> **To do**
Each entry below needs to be copied exactly, with nothing dropped.
══════════════════════════════
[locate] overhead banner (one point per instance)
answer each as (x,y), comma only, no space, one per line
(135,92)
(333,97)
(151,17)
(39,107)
══════════════════════════════
> **Reply**
[locate] overhead banner (one point per instance)
answer each as (x,y), comma only, no space, one per line
(135,92)
(333,97)
(151,17)
(39,107)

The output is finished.